> ТЕКСТ УПРАЖНЕНИЯ:
Обещанное исполнилось с лихвой. Дли меня, на четырнадцатом году уже сомневавшейся, стоит ли жить, книги Грина стали вестью о спасении. Не то чтобы я уверовала, что в мою никаким морем не омываемую Каперну посуху приплывет корабль под алыми парусами. Но возможность полета духа, выраженная Грином с яркостью непреложного знания, сулила освобождение. Путь к нему оставался неясным: опыт гриновских героев не допускает прямого подражания. Ни воздушная дорога Друда, ни волны, несущие Фрези Грант, не выдержат группу товарищей, поспешающих вслед. Это и было восхитительно. Рушился образ мира, где еще не все ладно, но мы, ужо, засучим рукава и наведем порядок. Тот самый образ, на который работал весь уклад убогого житья и литература, начиная с «моих первых книжек» и кончая русскими классиками, кощунственно препарированными школьной программой. Правда, были Дюма, Эдгар По, Диккенс, еще несколько иностранцев, которых я, не сознавая причин, любила особенно: за то, что чужды подобного миропонимания. Казалось, они не слыхали о нем, счастливцы…

Грин понимал все. Тем и потряс меня, ждавшую только красивой сказки, чтобы забыть о своей беде. Сказка впрямь была прекрасна, но главное, сказочник знал мою беду во сто крат точнее и злее, чем я сама. Это угадывалось в каждой интонации его якобы далекого от реальности повествования. Он говорил о путешествиях и катастрофах, о безумствах, чудесах и злодействах, но прежде всего о том, что тюремщики врут: мир не казарма, а тайна. И цена человека измеряется не готовностью топать в общем строю, куда прикажут, а другой — тоже таинственной — мерой. И еще: что нет сокровищ и святынь, которые были бы святее и дороже свободы.

> ВЫДЕРЖКИ ИЗ ЗАПИСЕЙ:
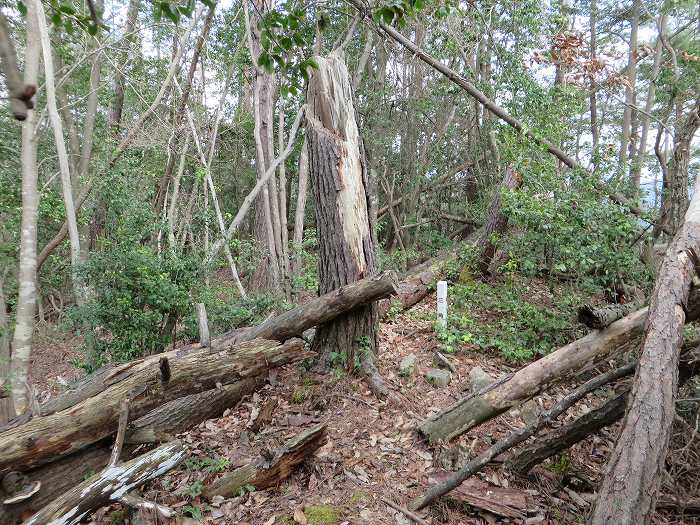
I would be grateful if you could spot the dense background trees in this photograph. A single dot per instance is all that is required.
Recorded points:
(168, 160)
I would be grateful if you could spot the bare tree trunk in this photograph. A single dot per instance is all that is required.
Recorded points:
(57, 126)
(21, 93)
(628, 492)
(674, 198)
(593, 95)
(6, 409)
(26, 276)
(629, 88)
(302, 190)
(339, 181)
(646, 116)
(496, 221)
(115, 115)
(267, 275)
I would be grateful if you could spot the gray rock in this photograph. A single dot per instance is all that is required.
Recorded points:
(438, 377)
(479, 379)
(408, 365)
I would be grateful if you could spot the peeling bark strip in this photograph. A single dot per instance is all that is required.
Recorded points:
(340, 184)
(568, 435)
(264, 473)
(536, 377)
(108, 486)
(628, 492)
(43, 438)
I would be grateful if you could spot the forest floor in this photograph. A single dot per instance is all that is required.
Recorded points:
(372, 449)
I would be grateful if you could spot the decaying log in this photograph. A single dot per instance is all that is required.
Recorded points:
(640, 451)
(602, 316)
(291, 323)
(44, 438)
(515, 438)
(497, 221)
(56, 478)
(418, 282)
(110, 485)
(609, 413)
(536, 377)
(179, 415)
(264, 472)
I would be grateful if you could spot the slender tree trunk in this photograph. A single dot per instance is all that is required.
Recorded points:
(26, 276)
(628, 492)
(674, 199)
(629, 88)
(6, 409)
(267, 276)
(115, 114)
(593, 95)
(57, 126)
(648, 107)
(339, 182)
(302, 190)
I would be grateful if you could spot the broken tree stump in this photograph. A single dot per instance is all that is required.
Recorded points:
(263, 473)
(536, 377)
(108, 486)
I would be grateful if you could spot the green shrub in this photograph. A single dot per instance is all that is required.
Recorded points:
(137, 298)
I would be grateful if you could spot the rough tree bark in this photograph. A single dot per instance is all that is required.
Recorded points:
(26, 275)
(302, 191)
(674, 196)
(56, 124)
(628, 492)
(536, 377)
(339, 181)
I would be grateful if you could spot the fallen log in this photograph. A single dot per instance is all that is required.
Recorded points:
(317, 311)
(55, 479)
(609, 413)
(417, 283)
(179, 415)
(110, 485)
(536, 377)
(281, 327)
(264, 472)
(453, 480)
(602, 316)
(640, 451)
(148, 383)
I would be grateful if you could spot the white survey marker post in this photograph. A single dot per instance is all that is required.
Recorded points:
(442, 303)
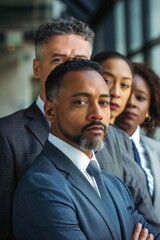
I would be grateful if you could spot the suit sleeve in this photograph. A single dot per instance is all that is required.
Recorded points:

> ЗАДАНИЕ 1: Что перечислено во фразе «Он говорил о путешествиях и катастрофах, о безумствах, чудесах и злодействах» из текста о книгах Грина? Назовите все.
> ЗАДАНИЕ 2: Продолжите текст о книгах Грина после его последней фразы.

> ОЖИДАЕМЫЙ ОТВЕТ 1: Путешествия, катастрофы, безумства, чудеса, злодейства.

> ОЖИДАЕМЫЙ ОТВЕТ 2:
Эта одержимость свободой, как я теперь понимаю, выдает в гордых обитателях Лисса и Гель-Гью их российское происхождение вернее, чем какие бы то ни было иные признаки. Как здоровый никогда не признает здоровье высшим благом, так и свободному не кружит голову его независимость. От глотка свежего воздуха пьянеет лишь тот, кто наподобие умозрительного персонажа Чернышевского только что выбрался из подвала. Этим блаженно болезненным хмелем дышит каждая гриновская страница. А какую тоску неволи выдает пристрастие автора к темам тюрьмы и освобождения! Из всех авантюрных по видимости и символических по сути коллизий эта занимает его исключительно.

Руна организует побег Друда. Друд вырывает Тави из рук жандармов. В «Дороге никуда» о судьбе узника Давенанта хлопочет Консуэло, друзья арестованного роют подкоп под тюремную стену… Та же основа у рассказов «Сто верст по реке», «Рене», еще нескольких. И ничего общего с игривой пародийностью современной приключенческой прозы: ярость и боль, кровь и надежда, воодушевление и ужас — все доподлинное. Грин склонен к иронии, но этим не шутит. «Так глубоко вошла в меня тюрьма! — горько признается он в „Автобиографической повести“. — Так долго я был болен тюрьмой…»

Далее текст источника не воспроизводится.